*TASK TO COMPLETE*
Without omitting anything, copy the data exactly.

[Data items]
Segment Open

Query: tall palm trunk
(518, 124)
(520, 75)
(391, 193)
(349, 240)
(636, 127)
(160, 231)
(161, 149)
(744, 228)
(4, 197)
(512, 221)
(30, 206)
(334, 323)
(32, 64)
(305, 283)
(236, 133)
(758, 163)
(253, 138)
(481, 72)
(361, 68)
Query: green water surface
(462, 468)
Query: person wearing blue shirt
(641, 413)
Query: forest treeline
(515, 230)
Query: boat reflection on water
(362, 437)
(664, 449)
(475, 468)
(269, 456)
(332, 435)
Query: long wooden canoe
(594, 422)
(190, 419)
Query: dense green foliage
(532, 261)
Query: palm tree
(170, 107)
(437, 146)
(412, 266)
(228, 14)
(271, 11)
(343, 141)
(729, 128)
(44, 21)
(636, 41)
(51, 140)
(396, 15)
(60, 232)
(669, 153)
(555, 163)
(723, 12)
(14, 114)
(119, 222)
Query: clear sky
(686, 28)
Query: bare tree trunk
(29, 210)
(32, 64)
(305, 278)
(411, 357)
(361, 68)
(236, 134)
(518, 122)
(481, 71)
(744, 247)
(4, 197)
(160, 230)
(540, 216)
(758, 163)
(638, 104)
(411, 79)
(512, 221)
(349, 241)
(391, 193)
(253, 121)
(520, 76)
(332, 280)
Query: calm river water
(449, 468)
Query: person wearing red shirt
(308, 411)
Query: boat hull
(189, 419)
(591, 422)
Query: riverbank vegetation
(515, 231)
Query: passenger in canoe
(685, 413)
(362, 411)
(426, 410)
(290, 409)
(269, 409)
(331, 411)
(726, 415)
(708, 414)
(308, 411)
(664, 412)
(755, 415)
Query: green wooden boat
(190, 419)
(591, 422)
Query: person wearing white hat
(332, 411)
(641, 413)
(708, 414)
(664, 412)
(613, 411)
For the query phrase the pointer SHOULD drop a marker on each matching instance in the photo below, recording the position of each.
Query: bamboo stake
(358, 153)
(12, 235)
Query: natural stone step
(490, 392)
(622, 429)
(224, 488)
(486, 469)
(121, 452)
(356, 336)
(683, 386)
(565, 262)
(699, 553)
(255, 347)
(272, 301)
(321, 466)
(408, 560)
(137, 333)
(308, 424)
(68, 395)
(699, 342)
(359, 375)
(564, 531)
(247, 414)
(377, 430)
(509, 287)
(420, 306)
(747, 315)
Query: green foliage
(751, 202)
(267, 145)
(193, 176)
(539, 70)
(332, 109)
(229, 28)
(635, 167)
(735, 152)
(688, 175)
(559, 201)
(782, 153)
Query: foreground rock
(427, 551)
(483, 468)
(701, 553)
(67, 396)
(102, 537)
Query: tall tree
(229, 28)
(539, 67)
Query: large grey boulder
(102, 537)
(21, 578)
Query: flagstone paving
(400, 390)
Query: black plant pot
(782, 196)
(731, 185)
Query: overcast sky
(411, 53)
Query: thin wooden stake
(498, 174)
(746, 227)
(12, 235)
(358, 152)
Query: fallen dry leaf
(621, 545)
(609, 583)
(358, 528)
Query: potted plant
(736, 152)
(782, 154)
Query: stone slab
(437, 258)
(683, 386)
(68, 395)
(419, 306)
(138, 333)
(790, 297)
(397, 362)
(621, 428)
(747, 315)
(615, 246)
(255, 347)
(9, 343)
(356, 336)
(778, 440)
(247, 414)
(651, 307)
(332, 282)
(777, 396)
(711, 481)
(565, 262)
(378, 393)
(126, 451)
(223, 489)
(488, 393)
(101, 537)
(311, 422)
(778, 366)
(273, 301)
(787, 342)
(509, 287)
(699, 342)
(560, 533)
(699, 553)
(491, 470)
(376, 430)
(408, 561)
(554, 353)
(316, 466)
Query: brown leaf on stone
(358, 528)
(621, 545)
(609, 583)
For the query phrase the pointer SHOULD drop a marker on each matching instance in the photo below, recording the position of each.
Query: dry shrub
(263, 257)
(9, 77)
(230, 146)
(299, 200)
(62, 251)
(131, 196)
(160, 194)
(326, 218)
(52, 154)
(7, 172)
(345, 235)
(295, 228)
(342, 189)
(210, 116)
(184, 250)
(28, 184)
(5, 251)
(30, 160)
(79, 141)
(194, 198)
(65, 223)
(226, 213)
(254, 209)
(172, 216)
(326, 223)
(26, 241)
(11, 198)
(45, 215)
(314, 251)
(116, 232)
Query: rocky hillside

Segment Closed

*ANSWER TO THIS PROBLEM*
Query: tall palm trunk
(518, 124)
(520, 75)
(391, 193)
(349, 240)
(636, 127)
(160, 231)
(161, 149)
(744, 228)
(4, 197)
(512, 221)
(30, 206)
(334, 323)
(32, 64)
(305, 283)
(236, 133)
(758, 163)
(253, 138)
(481, 72)
(361, 68)
Query: green water surface
(462, 468)
Query: person wearing blue shirt
(641, 413)
Query: forest treeline
(515, 230)
Query: boat reflection on water
(362, 437)
(664, 449)
(475, 468)
(269, 456)
(332, 435)
Query: long wooden canoe
(594, 422)
(190, 419)
Query: dense green foliage
(532, 261)
Query: palm tree
(170, 107)
(437, 146)
(412, 266)
(228, 14)
(271, 11)
(343, 141)
(729, 128)
(44, 21)
(636, 41)
(51, 140)
(396, 15)
(60, 232)
(669, 153)
(555, 163)
(723, 12)
(14, 114)
(119, 222)
Query: clear sky
(686, 28)
Query: bare tree trunk
(29, 210)
(32, 64)
(305, 278)
(411, 357)
(361, 68)
(236, 134)
(518, 122)
(481, 71)
(744, 247)
(4, 197)
(160, 230)
(540, 216)
(758, 163)
(638, 104)
(411, 79)
(512, 221)
(349, 241)
(391, 193)
(253, 121)
(520, 76)
(332, 280)
Query: calm river water
(449, 468)
Query: person wearing red shirt
(308, 411)
Query: boat hull
(189, 419)
(591, 422)
Query: riverbank vegetation
(515, 231)
Query: passenger in canoe
(685, 413)
(362, 411)
(426, 410)
(290, 409)
(269, 409)
(331, 411)
(726, 415)
(708, 414)
(308, 411)
(664, 412)
(755, 415)
Query: green wooden boat
(190, 419)
(591, 422)
Query: person wearing white hat
(332, 411)
(641, 413)
(708, 414)
(664, 412)
(613, 411)
For the query phrase the pointer SHOULD drop a marker on each matching instance in the photo below, recording the position of each.
Query: bamboo stake
(358, 153)
(12, 235)
Query: natural stone step
(490, 392)
(622, 429)
(224, 488)
(486, 469)
(121, 452)
(356, 336)
(683, 386)
(565, 262)
(699, 553)
(255, 347)
(272, 301)
(321, 466)
(408, 560)
(137, 333)
(308, 424)
(68, 395)
(699, 342)
(359, 375)
(564, 531)
(247, 414)
(377, 430)
(509, 287)
(420, 306)
(747, 315)
Query: green foliage
(751, 202)
(267, 145)
(193, 176)
(539, 70)
(332, 109)
(229, 28)
(635, 167)
(735, 152)
(688, 175)
(559, 201)
(782, 153)
Query: foreground rock
(427, 551)
(483, 468)
(701, 553)
(67, 396)
(102, 537)
Query: tall tree
(229, 28)
(539, 67)
Query: large grey boulder
(102, 537)
(21, 578)
Query: flagstone paving
(400, 390)
Query: black plant pot
(782, 196)
(731, 185)
Query: overcast sky
(411, 53)
Query: thin wooden stake
(498, 174)
(746, 227)
(12, 235)
(358, 152)
Query: fallen dry leaf
(621, 545)
(609, 583)
(358, 528)
Query: potted plant
(736, 152)
(782, 154)
Query: stone slab
(437, 258)
(683, 386)
(68, 395)
(419, 306)
(138, 333)
(790, 297)
(397, 362)
(621, 428)
(747, 315)
(615, 246)
(255, 347)
(9, 343)
(356, 336)
(778, 440)
(247, 414)
(651, 307)
(332, 282)
(777, 396)
(711, 481)
(565, 262)
(378, 393)
(126, 451)
(223, 489)
(488, 393)
(101, 537)
(311, 422)
(778, 366)
(273, 301)
(787, 342)
(509, 287)
(699, 342)
(560, 533)
(699, 553)
(491, 470)
(376, 430)
(408, 561)
(554, 353)
(316, 466)
Query: brown leaf on stone
(358, 528)
(621, 545)
(609, 583)
For the query phrase the pointer SHOULD drop a marker on each matching instance in the photo below, recording the position of each.
Query: dry shrub
(263, 257)
(9, 77)
(230, 146)
(299, 200)
(62, 251)
(131, 196)
(160, 194)
(326, 218)
(52, 154)
(7, 172)
(345, 235)
(295, 228)
(342, 189)
(210, 116)
(184, 250)
(28, 184)
(5, 251)
(30, 160)
(79, 141)
(194, 198)
(65, 223)
(226, 213)
(254, 209)
(172, 216)
(326, 223)
(26, 241)
(11, 198)
(45, 215)
(314, 251)
(116, 232)
Query: rocky hillside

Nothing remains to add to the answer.